▼▼▼

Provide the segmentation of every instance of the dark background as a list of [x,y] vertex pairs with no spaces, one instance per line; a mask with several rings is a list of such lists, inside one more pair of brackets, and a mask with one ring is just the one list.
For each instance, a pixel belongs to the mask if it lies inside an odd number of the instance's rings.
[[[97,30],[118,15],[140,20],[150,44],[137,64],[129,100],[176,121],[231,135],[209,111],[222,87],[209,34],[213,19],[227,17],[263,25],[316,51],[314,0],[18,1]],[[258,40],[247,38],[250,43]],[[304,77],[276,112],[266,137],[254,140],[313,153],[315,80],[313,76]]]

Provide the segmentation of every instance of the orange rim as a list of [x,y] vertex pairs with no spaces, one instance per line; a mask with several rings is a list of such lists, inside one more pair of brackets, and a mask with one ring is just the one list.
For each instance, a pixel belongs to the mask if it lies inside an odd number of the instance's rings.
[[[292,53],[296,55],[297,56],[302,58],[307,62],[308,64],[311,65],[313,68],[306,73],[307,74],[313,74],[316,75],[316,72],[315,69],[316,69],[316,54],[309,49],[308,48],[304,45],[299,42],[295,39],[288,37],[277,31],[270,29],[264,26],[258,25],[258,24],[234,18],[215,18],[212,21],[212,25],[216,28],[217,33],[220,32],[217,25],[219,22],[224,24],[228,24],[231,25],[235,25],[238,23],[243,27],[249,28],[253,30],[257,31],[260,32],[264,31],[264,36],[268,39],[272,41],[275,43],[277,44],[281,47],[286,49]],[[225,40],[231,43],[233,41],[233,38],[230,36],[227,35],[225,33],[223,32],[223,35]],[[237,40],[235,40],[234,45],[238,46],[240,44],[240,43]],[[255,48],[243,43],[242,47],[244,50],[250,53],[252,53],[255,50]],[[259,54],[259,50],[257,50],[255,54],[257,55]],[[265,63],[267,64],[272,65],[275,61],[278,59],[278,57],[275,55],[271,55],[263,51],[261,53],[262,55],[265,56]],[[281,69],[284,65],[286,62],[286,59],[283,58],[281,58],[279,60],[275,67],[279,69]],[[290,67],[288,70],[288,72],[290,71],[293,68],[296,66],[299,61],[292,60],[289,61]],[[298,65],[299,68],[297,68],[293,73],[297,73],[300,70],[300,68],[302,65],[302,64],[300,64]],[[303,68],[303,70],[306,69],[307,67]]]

▲▲▲

- EXERCISE AIM
Repeat every one of the records above, word for word, without changing anything.

- COMPLETED TASK
Provide the segmentation of every instance of the dark background as a list of [x,y] vertex pairs with no spaces, one instance per line; a mask with several rings is a list of such lists, inside one more pair of brackets, and a mask with one ring is just the one list.
For each instance, a pixel belongs to the mask if it lies inside an odd number of the instance's rings.
[[[97,30],[118,15],[140,20],[150,44],[137,64],[129,100],[176,121],[231,135],[209,111],[222,87],[209,34],[213,19],[227,17],[263,25],[316,51],[314,0],[18,1]],[[258,40],[247,38],[250,43]],[[304,77],[276,112],[266,137],[254,140],[313,153],[315,80],[313,76]]]

Provide the segmentation of every instance of the orange rim as a list of [x,y] vertex pairs with no spaces, one instance per line; a mask with several rings is a list of such lists, inside one more pair of brackets, and a mask with one ring is just the one list.
For each instance, a pixel belongs to the mask if it lies inside an odd number of the instance's rings.
[[[292,53],[296,55],[297,56],[302,58],[307,62],[308,64],[311,65],[313,68],[306,73],[307,74],[313,74],[316,75],[316,72],[315,69],[316,69],[316,54],[309,49],[308,48],[304,45],[299,42],[295,39],[288,37],[277,31],[270,29],[264,26],[258,25],[258,24],[234,18],[215,18],[212,21],[212,25],[216,28],[217,33],[220,32],[217,25],[219,22],[224,24],[228,24],[231,25],[235,25],[238,23],[243,27],[249,28],[253,30],[257,31],[260,32],[264,31],[264,36],[268,39],[272,41],[275,43],[277,44],[281,47],[286,49]],[[225,40],[231,43],[233,41],[233,38],[230,36],[227,35],[225,33],[223,32],[223,35]],[[237,40],[235,40],[234,45],[238,46],[240,44],[240,43]],[[255,48],[243,43],[242,47],[244,50],[250,53],[252,53],[255,50]],[[259,54],[259,50],[257,50],[255,54],[257,55]],[[265,63],[267,64],[272,65],[275,61],[278,59],[278,57],[275,55],[271,55],[263,51],[261,53],[262,55],[265,56]],[[281,69],[284,65],[286,62],[286,59],[283,58],[281,58],[279,60],[275,67],[279,69]],[[290,67],[288,70],[288,72],[290,71],[293,68],[296,66],[299,61],[292,60],[289,61]],[[298,65],[299,68],[297,68],[293,73],[297,73],[300,70],[300,68],[302,65],[302,64],[300,64]],[[303,68],[303,70],[306,69],[307,67]]]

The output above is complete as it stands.